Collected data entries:
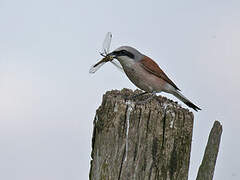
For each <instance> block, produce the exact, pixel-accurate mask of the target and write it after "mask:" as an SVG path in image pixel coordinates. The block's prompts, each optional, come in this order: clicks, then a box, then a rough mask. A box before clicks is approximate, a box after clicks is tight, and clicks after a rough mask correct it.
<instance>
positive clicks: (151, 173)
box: [89, 89, 193, 180]
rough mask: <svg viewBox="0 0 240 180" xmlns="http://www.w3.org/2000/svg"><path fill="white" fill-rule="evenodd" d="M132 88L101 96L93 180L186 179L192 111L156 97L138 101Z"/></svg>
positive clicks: (97, 120)
mask: <svg viewBox="0 0 240 180" xmlns="http://www.w3.org/2000/svg"><path fill="white" fill-rule="evenodd" d="M137 93H139V92H132V91H131V90H127V89H123V90H122V91H117V90H114V91H110V92H107V93H106V94H105V95H104V96H103V101H102V105H101V106H100V107H99V108H98V110H97V112H96V116H95V120H94V132H93V137H92V154H91V157H92V160H91V169H90V174H89V178H90V179H91V180H142V179H143V180H145V179H147V180H152V179H154V180H161V179H164V180H177V179H178V180H187V179H188V169H189V161H190V152H191V141H192V128H193V114H192V113H191V112H189V111H188V110H187V109H184V108H181V107H180V106H179V105H177V104H176V103H175V102H173V101H170V100H168V99H167V98H164V97H161V96H159V97H157V98H154V99H153V100H151V101H150V102H148V103H146V104H142V105H136V104H135V103H134V102H131V101H126V100H125V98H126V97H127V96H130V95H133V94H137Z"/></svg>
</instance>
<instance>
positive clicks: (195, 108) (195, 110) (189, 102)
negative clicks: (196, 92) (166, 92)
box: [172, 90, 201, 111]
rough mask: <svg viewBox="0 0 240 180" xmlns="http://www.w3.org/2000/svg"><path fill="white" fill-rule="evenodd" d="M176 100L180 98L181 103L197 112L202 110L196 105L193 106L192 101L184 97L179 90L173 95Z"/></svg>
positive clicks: (174, 91)
mask: <svg viewBox="0 0 240 180" xmlns="http://www.w3.org/2000/svg"><path fill="white" fill-rule="evenodd" d="M172 94H173V95H174V96H175V97H176V98H178V99H179V100H180V101H182V102H183V103H185V104H186V105H187V106H188V107H190V108H193V109H194V110H195V111H198V110H201V109H200V108H199V107H197V106H196V105H195V104H193V103H192V102H191V101H189V100H188V99H187V98H186V97H185V96H184V95H182V94H181V93H180V92H179V91H178V90H176V91H174V92H173V93H172Z"/></svg>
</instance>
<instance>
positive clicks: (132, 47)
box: [111, 46, 144, 61]
mask: <svg viewBox="0 0 240 180" xmlns="http://www.w3.org/2000/svg"><path fill="white" fill-rule="evenodd" d="M111 55H113V57H114V58H117V59H123V58H124V59H125V58H130V59H132V60H135V61H140V60H141V59H142V58H143V57H144V55H143V54H142V53H140V52H139V51H138V50H136V49H135V48H133V47H130V46H121V47H119V48H117V49H116V50H114V51H113V52H112V53H111Z"/></svg>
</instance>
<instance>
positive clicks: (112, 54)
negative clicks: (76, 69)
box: [93, 53, 116, 67]
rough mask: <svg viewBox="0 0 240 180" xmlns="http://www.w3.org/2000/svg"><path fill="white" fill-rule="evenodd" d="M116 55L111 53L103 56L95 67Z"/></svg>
mask: <svg viewBox="0 0 240 180" xmlns="http://www.w3.org/2000/svg"><path fill="white" fill-rule="evenodd" d="M115 57H116V56H115V55H114V54H113V53H109V54H108V55H106V56H105V57H103V58H102V59H101V60H100V61H99V62H97V63H96V64H95V65H94V66H93V67H97V66H98V65H99V64H101V63H104V62H109V61H112V60H113V59H114V58H115Z"/></svg>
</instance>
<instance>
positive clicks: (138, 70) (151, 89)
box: [119, 58, 165, 92]
mask: <svg viewBox="0 0 240 180" xmlns="http://www.w3.org/2000/svg"><path fill="white" fill-rule="evenodd" d="M119 62H120V63H121V65H122V67H123V70H124V72H125V73H126V75H127V77H128V78H129V79H130V81H131V82H132V83H133V84H135V85H136V86H137V87H138V88H140V89H142V90H144V91H146V92H153V91H156V92H160V91H162V87H163V86H164V83H165V82H164V81H163V80H162V79H160V78H159V77H157V76H155V75H153V74H152V73H149V72H148V71H146V70H145V69H144V68H143V67H142V65H141V63H139V62H136V61H134V60H132V59H130V58H129V59H127V58H125V59H121V60H119Z"/></svg>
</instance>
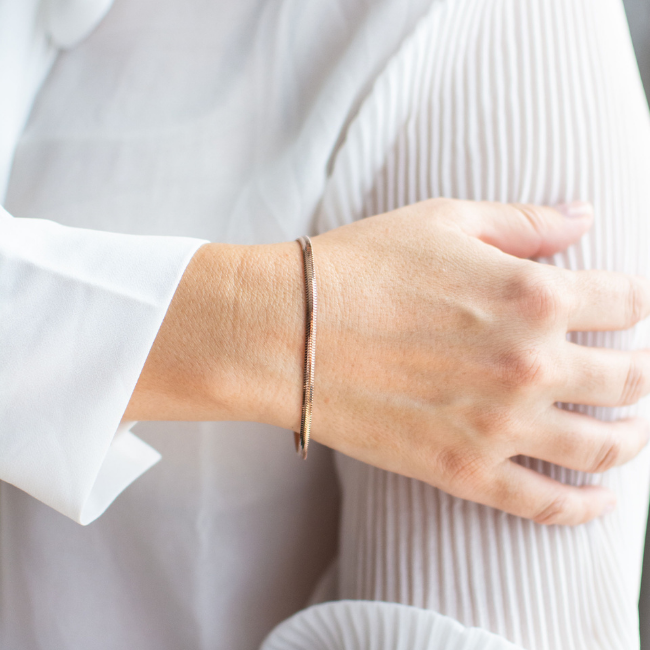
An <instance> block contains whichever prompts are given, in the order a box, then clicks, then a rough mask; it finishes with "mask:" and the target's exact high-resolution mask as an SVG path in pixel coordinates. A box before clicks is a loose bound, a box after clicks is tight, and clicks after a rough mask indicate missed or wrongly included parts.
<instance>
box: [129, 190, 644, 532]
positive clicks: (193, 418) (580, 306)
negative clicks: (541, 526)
mask: <svg viewBox="0 0 650 650" xmlns="http://www.w3.org/2000/svg"><path fill="white" fill-rule="evenodd" d="M562 212H563V213H564V214H562V213H561V212H559V211H556V210H553V209H551V208H545V207H536V206H531V205H504V204H497V203H488V202H478V203H474V202H462V201H452V200H431V201H426V202H422V203H418V204H415V205H412V206H408V207H405V208H402V209H399V210H396V211H394V212H391V213H387V214H383V215H378V216H376V217H372V218H369V219H366V220H363V221H360V222H356V223H354V224H351V225H347V226H343V227H340V228H337V229H335V230H333V231H330V232H328V233H326V234H324V235H320V236H318V237H315V238H314V239H313V242H314V250H315V256H316V265H317V273H318V281H319V293H320V305H321V308H320V316H319V323H318V344H317V360H316V364H317V366H316V368H317V370H316V387H315V406H314V420H313V429H312V435H313V437H314V438H315V439H316V440H318V441H319V442H322V443H323V444H326V445H328V446H330V447H332V448H334V449H336V450H339V451H341V452H343V453H345V454H346V455H349V456H351V457H353V458H356V459H358V460H362V461H364V462H366V463H369V464H372V465H375V466H377V467H379V468H382V469H387V470H390V471H393V472H397V473H399V474H402V475H405V476H408V477H412V478H416V479H419V480H422V481H425V482H427V483H429V484H431V485H434V486H436V487H439V488H441V489H443V490H445V491H447V492H449V493H451V494H453V495H455V496H459V497H462V498H465V499H469V500H472V501H476V502H479V503H483V504H486V505H490V506H494V507H496V508H499V509H502V510H505V511H507V512H510V513H512V514H516V515H519V516H522V517H527V518H530V519H534V520H535V521H537V522H539V523H545V524H577V523H581V522H585V521H588V520H590V519H593V518H594V517H597V516H599V515H601V514H604V513H606V512H608V511H610V510H611V509H612V508H613V507H614V496H613V494H611V492H610V491H609V490H607V489H605V488H601V487H596V486H584V487H575V486H569V485H564V484H561V483H559V482H557V481H554V480H552V479H551V478H549V477H546V476H543V475H541V474H539V473H537V472H535V471H533V470H532V469H528V468H525V467H523V466H521V465H519V464H517V463H515V462H513V461H512V460H511V459H512V458H513V457H515V456H517V455H522V454H523V455H526V456H531V457H534V458H538V459H541V460H546V461H549V462H553V463H556V464H559V465H562V466H564V467H567V468H570V469H576V470H582V471H587V472H602V471H605V470H607V469H609V468H611V467H613V466H616V465H620V464H623V463H625V462H626V461H628V460H630V459H631V458H632V457H634V456H635V455H636V454H637V453H638V452H639V451H640V450H641V449H642V448H643V446H644V445H645V444H646V442H647V439H648V425H647V423H646V422H645V421H644V420H641V419H626V420H621V421H618V422H613V423H612V422H602V421H600V420H597V419H595V418H592V417H588V416H585V415H582V414H579V413H576V412H569V411H565V410H561V409H559V408H558V407H557V403H560V402H572V403H578V404H589V405H602V406H616V405H626V404H632V403H634V402H636V401H637V400H638V399H639V398H640V397H642V396H643V395H645V394H646V393H647V392H648V391H649V390H650V382H649V377H650V355H648V352H647V351H644V350H639V351H634V352H622V351H614V350H604V349H594V348H585V347H583V346H578V345H575V344H572V343H570V342H568V341H567V340H566V334H567V332H571V331H604V330H605V331H607V330H620V329H627V328H629V327H631V326H632V325H634V324H635V323H636V322H638V321H639V320H640V319H642V318H645V317H646V316H647V315H648V313H649V312H650V283H649V282H648V281H646V280H645V279H643V278H640V277H636V276H626V275H623V274H618V273H610V272H604V271H578V272H575V271H566V270H562V269H558V268H555V267H550V266H546V265H541V264H537V263H535V262H532V261H529V260H527V259H522V258H528V257H533V256H539V255H550V254H552V253H554V252H556V251H560V250H563V249H565V248H566V247H567V246H569V245H570V244H571V243H573V242H575V241H576V240H578V239H579V238H580V236H581V235H582V234H583V233H584V232H586V230H588V228H589V227H590V225H591V221H592V212H591V208H590V207H589V206H588V205H585V204H572V205H570V206H564V207H563V208H562ZM301 272H302V270H301V258H300V249H299V246H298V245H297V244H296V243H294V242H287V243H281V244H275V245H265V246H225V245H218V244H208V245H205V246H203V247H202V248H201V249H199V251H198V252H197V253H196V255H195V256H194V258H193V260H192V262H191V263H190V265H189V266H188V269H187V271H186V273H185V275H184V277H183V279H182V281H181V283H180V285H179V288H178V290H177V292H176V294H175V296H174V299H173V301H172V303H171V306H170V308H169V311H168V313H167V316H166V318H165V320H164V322H163V325H162V327H161V329H160V331H159V334H158V337H157V339H156V341H155V343H154V346H153V348H152V350H151V353H150V355H149V357H148V359H147V362H146V364H145V367H144V369H143V372H142V374H141V376H140V379H139V381H138V384H137V386H136V389H135V391H134V393H133V396H132V398H131V401H130V403H129V406H128V408H127V411H126V413H125V418H126V419H134V420H145V419H168V420H252V421H258V422H264V423H269V424H275V425H279V426H282V427H285V428H288V429H294V430H296V429H298V428H299V422H300V406H301V378H302V355H303V348H302V345H303V336H304V296H303V285H302V276H301Z"/></svg>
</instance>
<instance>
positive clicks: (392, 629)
mask: <svg viewBox="0 0 650 650" xmlns="http://www.w3.org/2000/svg"><path fill="white" fill-rule="evenodd" d="M414 648H416V649H417V650H516V648H515V646H513V645H512V644H511V643H508V642H507V641H505V640H504V639H502V638H500V637H498V636H496V635H494V634H491V633H490V632H486V631H485V630H480V629H478V628H475V627H474V628H466V627H464V626H463V625H460V624H459V623H458V622H457V621H454V620H453V619H451V618H449V617H448V616H441V615H440V614H436V613H435V612H428V611H425V610H423V609H418V608H417V607H409V606H406V605H395V604H393V603H373V602H367V601H352V600H343V601H339V602H334V603H324V604H322V605H316V606H314V607H310V608H309V609H308V610H306V611H305V612H303V613H301V614H296V615H295V616H294V617H292V618H290V619H288V620H287V621H285V622H284V623H282V624H281V625H279V626H278V627H277V628H276V629H275V630H274V632H273V634H271V635H270V636H269V637H268V639H267V640H266V641H265V643H264V644H263V646H262V648H261V650H343V649H345V650H413V649H414Z"/></svg>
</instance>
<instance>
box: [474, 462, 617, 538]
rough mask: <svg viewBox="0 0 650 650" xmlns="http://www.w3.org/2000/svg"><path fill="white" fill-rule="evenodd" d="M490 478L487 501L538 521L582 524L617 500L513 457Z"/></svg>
mask: <svg viewBox="0 0 650 650" xmlns="http://www.w3.org/2000/svg"><path fill="white" fill-rule="evenodd" d="M491 479H492V480H491V484H490V485H489V486H488V495H489V497H488V499H489V502H486V505H490V506H492V507H494V508H498V509H499V510H504V511H505V512H509V513H510V514H513V515H517V516H518V517H524V518H525V519H532V520H533V521H535V522H537V523H538V524H546V525H551V524H561V525H568V526H574V525H576V524H582V523H585V522H587V521H591V520H592V519H594V518H595V517H598V516H602V515H605V514H607V513H609V512H611V510H612V509H613V508H614V506H615V504H616V499H615V497H614V495H613V494H612V493H611V492H610V491H609V490H607V489H605V488H602V487H599V486H583V487H575V486H573V485H564V484H563V483H559V482H558V481H555V480H553V479H551V478H549V477H548V476H544V475H543V474H539V473H538V472H535V471H534V470H532V469H529V468H527V467H523V466H521V465H519V464H517V463H515V462H514V461H512V460H506V461H504V462H503V463H501V464H500V465H499V466H498V467H497V468H496V469H495V473H494V474H492V476H491Z"/></svg>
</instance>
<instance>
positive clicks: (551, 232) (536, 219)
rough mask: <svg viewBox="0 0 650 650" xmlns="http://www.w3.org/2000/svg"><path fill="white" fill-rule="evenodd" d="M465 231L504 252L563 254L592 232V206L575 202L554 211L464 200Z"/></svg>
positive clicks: (516, 254)
mask: <svg viewBox="0 0 650 650" xmlns="http://www.w3.org/2000/svg"><path fill="white" fill-rule="evenodd" d="M459 203H461V204H462V209H461V210H460V212H461V214H462V216H461V220H460V225H461V227H462V228H463V230H464V231H465V232H466V233H467V234H469V235H472V236H474V237H477V238H478V239H480V240H481V241H483V242H485V243H486V244H491V245H492V246H496V247H497V248H499V249H500V250H502V251H503V252H504V253H508V254H510V255H516V256H517V257H523V258H526V257H538V256H544V255H552V254H553V253H557V252H559V251H563V250H565V249H566V248H568V247H569V246H570V245H571V244H573V243H575V242H577V241H578V240H579V239H580V237H582V235H584V234H585V232H587V230H589V228H590V227H591V224H592V221H593V216H594V215H593V208H592V206H591V204H589V203H584V202H575V203H570V204H568V205H561V206H557V207H556V208H550V207H548V206H540V205H530V204H523V203H495V202H490V201H479V202H472V201H462V202H459Z"/></svg>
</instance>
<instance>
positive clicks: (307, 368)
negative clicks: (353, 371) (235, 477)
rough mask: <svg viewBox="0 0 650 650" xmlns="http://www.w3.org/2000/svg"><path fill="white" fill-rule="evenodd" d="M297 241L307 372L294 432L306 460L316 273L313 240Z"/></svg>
mask: <svg viewBox="0 0 650 650" xmlns="http://www.w3.org/2000/svg"><path fill="white" fill-rule="evenodd" d="M296 241H297V242H298V243H299V244H300V246H301V248H302V255H303V260H304V267H305V294H306V301H305V303H306V310H305V312H306V317H307V318H306V328H305V372H304V377H303V385H302V417H301V419H300V433H297V432H295V431H294V439H295V442H296V452H298V454H299V455H300V456H301V457H302V458H303V460H305V459H306V458H307V448H308V447H309V434H310V432H311V411H312V407H313V403H314V361H315V359H316V307H317V292H316V273H315V271H314V253H313V249H312V245H311V240H310V239H309V237H307V235H305V236H304V237H298V239H296Z"/></svg>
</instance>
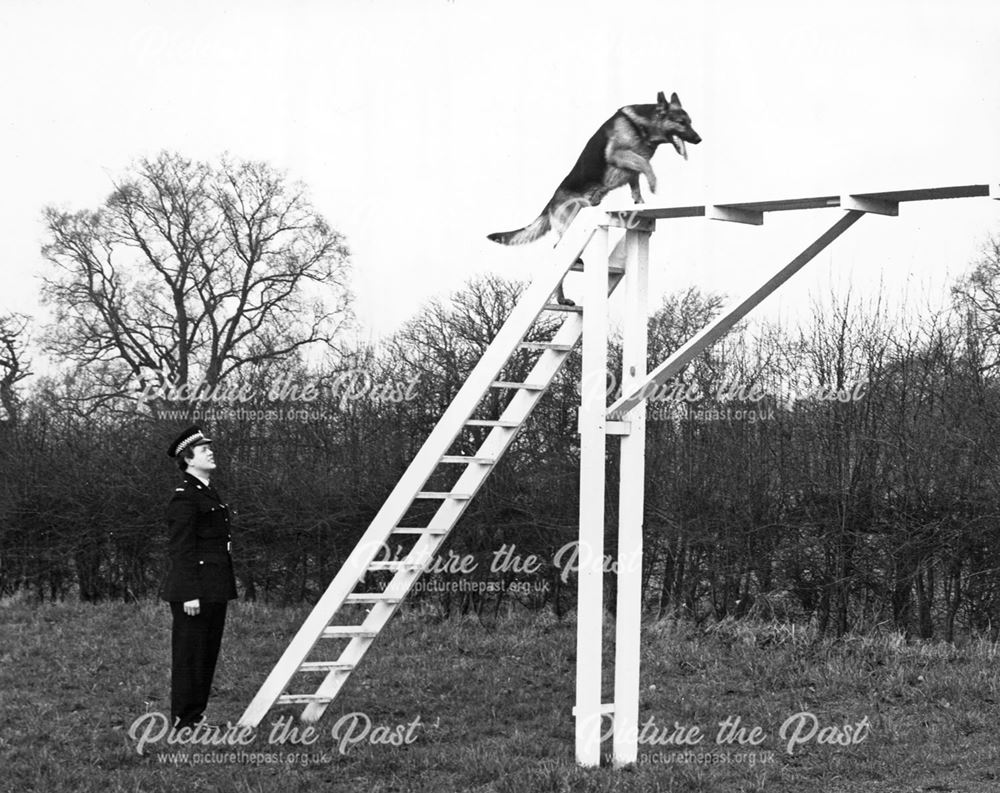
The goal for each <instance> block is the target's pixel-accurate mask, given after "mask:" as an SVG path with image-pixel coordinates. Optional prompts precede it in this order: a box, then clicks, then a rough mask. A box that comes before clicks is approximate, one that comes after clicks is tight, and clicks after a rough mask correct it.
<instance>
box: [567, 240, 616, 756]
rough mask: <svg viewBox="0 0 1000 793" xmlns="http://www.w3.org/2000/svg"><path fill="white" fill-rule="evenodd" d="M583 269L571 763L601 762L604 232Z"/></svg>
mask: <svg viewBox="0 0 1000 793" xmlns="http://www.w3.org/2000/svg"><path fill="white" fill-rule="evenodd" d="M589 250H590V251H592V252H593V253H592V255H591V256H589V257H588V259H587V266H586V268H585V270H584V274H583V279H584V295H585V300H584V304H583V372H582V378H581V389H580V390H581V394H580V417H579V426H580V536H579V543H580V544H579V548H578V550H579V554H578V556H577V559H578V562H579V565H578V566H579V575H578V579H577V586H578V592H577V609H576V620H577V627H576V707H575V708H574V709H573V713H574V716H575V717H576V762H577V763H578V764H579V765H582V766H598V765H600V762H601V711H602V707H601V683H602V675H601V652H602V627H603V622H604V619H603V617H604V581H603V561H604V477H605V464H604V453H605V446H606V443H607V436H606V433H605V424H606V421H607V419H606V416H605V413H606V410H607V371H608V229H607V226H602V227H600V228H599V229H598V230H597V231H596V232H595V233H594V238H593V241H592V242H591V246H590V249H589Z"/></svg>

#### Required work:
Give the lines from the start of the records up to and including the line that contains "box: [172, 90, 201, 111]" as a numbered list, skipping any blank lines. Leave the pictures out of your answer.

#### Finished exercise:
1. For each <instance> block, produce the exact, pixel-accurate mask of the target and write it after "mask:" as an SVG path in image pixel coordinates. The block's prompts, each optional, come in this order: clicks, then a box, then a rough mask. A box before clicks is approximate, a box after clicks is tight, and clicks after a rough mask correct it.
2. <instance>
3. positive clicks: (151, 173)
4. box: [89, 89, 193, 180]
5. rough mask: <svg viewBox="0 0 240 180" xmlns="http://www.w3.org/2000/svg"><path fill="white" fill-rule="evenodd" d="M132 88L101 96L93 180L186 179L192 111L156 97L138 101Z"/></svg>
6. positive clicks: (97, 120)
7. mask: <svg viewBox="0 0 240 180" xmlns="http://www.w3.org/2000/svg"><path fill="white" fill-rule="evenodd" d="M137 93H139V92H132V91H131V90H127V89H123V90H122V91H117V90H114V91H110V92H107V93H106V94H105V95H104V96H103V101H102V105H101V106H100V107H99V108H98V110H97V112H96V116H95V120H94V132H93V137H92V154H91V157H92V160H91V169H90V174H89V178H90V179H91V180H142V179H143V180H145V179H147V180H152V179H154V180H161V179H164V180H177V179H178V180H187V179H188V169H189V161H190V152H191V141H192V128H193V114H192V113H191V112H189V111H188V110H187V109H184V108H181V107H180V106H179V105H177V104H176V103H175V102H173V101H170V100H168V99H167V98H164V97H161V96H159V97H157V98H154V99H153V100H151V101H150V102H148V103H146V104H142V105H136V104H135V103H134V102H131V101H126V100H125V98H126V97H127V96H130V95H133V94H137Z"/></svg>
8. </instance>
9. <instance>
10. positive clicks: (195, 108) (195, 110) (189, 102)
11. negative clicks: (196, 92) (166, 92)
12. box: [172, 90, 201, 111]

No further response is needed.